**Study text:**
☆ ☆ ☆ ☆ ☆ ☆ ☆

Mt. Pleasant Cemetery (H71)                         
                               
Our Darling       

*Date is approximate since the plaques could be inserted into the metal marker as needed and thus several probably were added at a later date.

    The largest of these white bronze monuments is designed for Major John Fleming Rucker (
Illustration 229) and can be found in Mt. Pisgah Graveyard (B7).  This metal obelisk features a different panel on each of the four sides.  The panels contain an anchor, flowers, Grecian women, and the Masonic emblem.  Plus, there is tasseled drapery, a rusticated base, abstracted foliage, and Rucker's name in high relief formed to look like wooden sticks.  Not to be outdone, the poem at the bottom reads:

     "Tis hard to break the tender cord
     When love has bound the heart
     Tis hard, so hard, to speak the words
     Must we forever part?

     Dearest one, we have laid thee,
     In the peaceful grave's embrace.
     But thy memory will be cherished,
     Till we see thy heavenly face."

     The Kueckelhan family, which was one of the three founding families of Walnut Grove Cemetery (C10) in Cooper County, also had a white bronze monument.  A monument made by Western White Bronze Co. of Des Moines, Iowa, graces the grave in Lamine Graveyard (C6) of Minnie Lee Harris who died in 1889 (Illustration 230).  This particular monument is eight feet tall and more refined than the monument to Major John Rucker.  A traditional obelisk capped by an urn rises from a square pedestal, only in metal instead of marble.  A metal rusticated base is at the bottom and throughout arabesque scrolling provides accents.  In the Catholic Cemetery and Boonville Reformatory Burial Ground (C11) in Cooper County, a six foot metal monument done in the traditions of those above is topped with a cross, showing that white bronze could be adapted to any religious group.

     The smaller, metal monuments mark the graves of both adults and children.  One says simply, "Our Darling," and nothing else.  One three foot monument to the Tatum children in Union Graveyard (B3) in Boone County is almost identical to the monument to Minnie Lee Harris, only three feet in height, rather than eight feet.  Some illness must have killed Charlie D. and Bessie E. Tatum in August 1890.  Teen aged brother and sister, their grieving family erected a double metal monument to them with a long song of praise:

     "Yet again we hope to meet thee,
     When the day of life is fled,
     Then in Heaven with Joy to greet thee,
     Where no farewell tear is shed.

☆ ☆ ☆ ☆ ☆ ☆ ☆

**What is needed:**
Carry on the passage about white bronze grave monuments from the point where it stops. The records that follow were taken from a separate source.

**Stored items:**
☆ ☆ ☆ ☆ ☆ ☆ ☆

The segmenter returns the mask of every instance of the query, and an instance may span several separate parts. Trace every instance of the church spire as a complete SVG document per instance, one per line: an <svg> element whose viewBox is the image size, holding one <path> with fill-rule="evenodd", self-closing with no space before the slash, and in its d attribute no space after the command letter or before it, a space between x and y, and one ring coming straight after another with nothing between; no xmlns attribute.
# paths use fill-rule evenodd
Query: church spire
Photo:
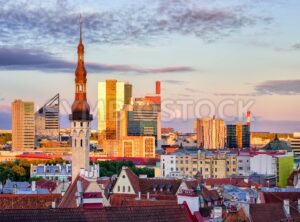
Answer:
<svg viewBox="0 0 300 222"><path fill-rule="evenodd" d="M78 62L84 62L84 46L82 43L82 14L80 14L79 25L80 25L80 34L79 34L79 44L78 44Z"/></svg>
<svg viewBox="0 0 300 222"><path fill-rule="evenodd" d="M82 44L82 14L80 13L80 43Z"/></svg>
<svg viewBox="0 0 300 222"><path fill-rule="evenodd" d="M84 45L82 39L82 15L80 14L80 37L77 46L78 62L75 71L75 100L72 105L73 120L91 121L90 106L87 103L86 83L87 72L84 67Z"/></svg>

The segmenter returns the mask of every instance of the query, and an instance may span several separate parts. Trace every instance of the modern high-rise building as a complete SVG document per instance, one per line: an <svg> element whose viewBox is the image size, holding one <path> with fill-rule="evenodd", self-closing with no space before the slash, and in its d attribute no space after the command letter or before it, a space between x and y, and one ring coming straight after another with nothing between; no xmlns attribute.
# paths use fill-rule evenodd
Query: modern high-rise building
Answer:
<svg viewBox="0 0 300 222"><path fill-rule="evenodd" d="M250 126L242 123L227 125L227 147L228 148L249 148L250 147Z"/></svg>
<svg viewBox="0 0 300 222"><path fill-rule="evenodd" d="M15 100L12 103L12 149L30 150L35 147L34 103Z"/></svg>
<svg viewBox="0 0 300 222"><path fill-rule="evenodd" d="M297 161L300 160L300 132L294 133L291 139L291 148L294 153L294 157Z"/></svg>
<svg viewBox="0 0 300 222"><path fill-rule="evenodd" d="M204 149L225 147L226 127L224 120L213 118L197 119L195 122L197 146Z"/></svg>
<svg viewBox="0 0 300 222"><path fill-rule="evenodd" d="M51 98L35 113L37 139L59 139L59 94Z"/></svg>
<svg viewBox="0 0 300 222"><path fill-rule="evenodd" d="M70 115L72 136L72 182L83 171L90 171L90 106L87 102L87 72L84 66L84 46L82 43L82 21L80 17L80 40L78 44L78 62L75 71L75 100Z"/></svg>
<svg viewBox="0 0 300 222"><path fill-rule="evenodd" d="M107 80L98 83L98 130L100 139L117 139L117 115L125 104L130 104L132 85Z"/></svg>

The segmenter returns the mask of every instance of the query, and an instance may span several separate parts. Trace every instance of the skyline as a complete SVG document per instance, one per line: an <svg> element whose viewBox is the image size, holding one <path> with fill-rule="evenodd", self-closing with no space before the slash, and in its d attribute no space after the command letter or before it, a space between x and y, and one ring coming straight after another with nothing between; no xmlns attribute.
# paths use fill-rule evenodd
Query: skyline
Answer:
<svg viewBox="0 0 300 222"><path fill-rule="evenodd" d="M103 1L106 7L100 8L89 1L57 1L52 7L50 1L25 2L1 2L1 125L9 126L3 121L16 98L41 106L59 92L64 100L73 100L76 26L82 12L92 107L96 107L98 81L128 81L133 84L133 95L139 97L153 92L155 80L161 80L165 100L209 100L214 104L225 99L253 100L254 130L255 124L266 122L268 125L256 128L274 129L280 124L276 131L300 130L296 58L300 47L293 37L297 33L290 35L299 32L292 26L297 23L296 6L300 5L296 1L228 4L190 0L187 4L169 1L174 3L170 6L157 0L150 9L145 9L149 1ZM272 6L268 13L263 8L267 6ZM117 13L118 8L122 10ZM134 10L137 8L141 12ZM64 10L67 13L59 14ZM42 12L45 16L38 21ZM128 15L131 19L123 21ZM183 114L178 107L174 109L179 120L173 124L179 122L183 131L192 128L193 113L184 124L180 123ZM234 115L234 110L228 112Z"/></svg>

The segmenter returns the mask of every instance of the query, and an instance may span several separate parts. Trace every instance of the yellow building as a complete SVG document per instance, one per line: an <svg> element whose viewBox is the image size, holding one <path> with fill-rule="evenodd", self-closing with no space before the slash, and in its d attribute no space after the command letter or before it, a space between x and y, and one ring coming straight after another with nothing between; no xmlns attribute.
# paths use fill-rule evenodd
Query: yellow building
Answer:
<svg viewBox="0 0 300 222"><path fill-rule="evenodd" d="M172 158L175 157L175 162ZM204 178L226 178L237 174L236 155L206 152L181 152L161 155L162 175L192 177L200 172Z"/></svg>
<svg viewBox="0 0 300 222"><path fill-rule="evenodd" d="M104 140L103 152L109 157L155 158L155 137L126 136L120 140Z"/></svg>
<svg viewBox="0 0 300 222"><path fill-rule="evenodd" d="M118 112L129 103L132 97L132 86L117 80L106 80L98 83L98 130L101 140L117 139Z"/></svg>
<svg viewBox="0 0 300 222"><path fill-rule="evenodd" d="M12 103L12 150L31 150L35 144L34 103L15 100Z"/></svg>
<svg viewBox="0 0 300 222"><path fill-rule="evenodd" d="M221 119L203 118L194 123L197 146L204 149L222 149L225 147L226 126Z"/></svg>

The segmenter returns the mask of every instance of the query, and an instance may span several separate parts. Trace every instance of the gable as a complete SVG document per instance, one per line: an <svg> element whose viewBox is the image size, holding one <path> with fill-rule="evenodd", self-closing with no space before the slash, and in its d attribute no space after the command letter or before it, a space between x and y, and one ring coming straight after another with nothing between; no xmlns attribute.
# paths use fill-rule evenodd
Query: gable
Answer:
<svg viewBox="0 0 300 222"><path fill-rule="evenodd" d="M133 184L131 184L131 181L126 174L125 170L122 170L117 182L114 186L113 193L119 193L119 194L136 194L133 189Z"/></svg>

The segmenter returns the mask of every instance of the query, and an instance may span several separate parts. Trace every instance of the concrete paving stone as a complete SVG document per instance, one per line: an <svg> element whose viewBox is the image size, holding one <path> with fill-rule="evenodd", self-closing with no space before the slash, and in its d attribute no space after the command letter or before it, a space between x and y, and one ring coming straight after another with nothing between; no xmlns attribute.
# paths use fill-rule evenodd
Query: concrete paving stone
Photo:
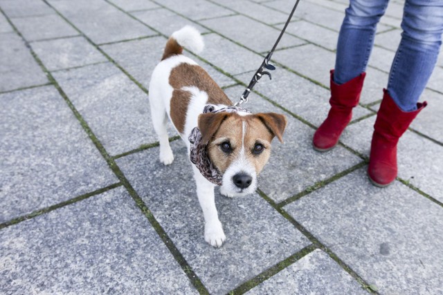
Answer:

☆ ☆ ☆ ☆ ☆ ☆ ☆

**Response area:**
     Dearest children, thous hast left us
     Now thy loss we deeply feel
     But tis God who hath berefit us
     He can all our sorrows heal."

     At Richland (Disciples of Christ) Christian Church Graveyard (H51), the monument to John Wells (Figure #212) is also three feet tall and much squatter.  The entire surface of this monument looks like a large, rough hewn stone block, an interesting Victorian use of metal to replicate stone.  In Washington Cemetery (H47) in Glasgow in Howard County, Thomas and Ann Morehead have a white bronze, three foot tall, metal monument with rounded windows containing the vital statistics with an abstracted snowflake above (Illustration 231).  This metal monument shows how the individual plates were screwed into position as seen by the screws above the names.  This has proven to be one of the worst problems with this type of monument because often there is rusting or moisture around the screws.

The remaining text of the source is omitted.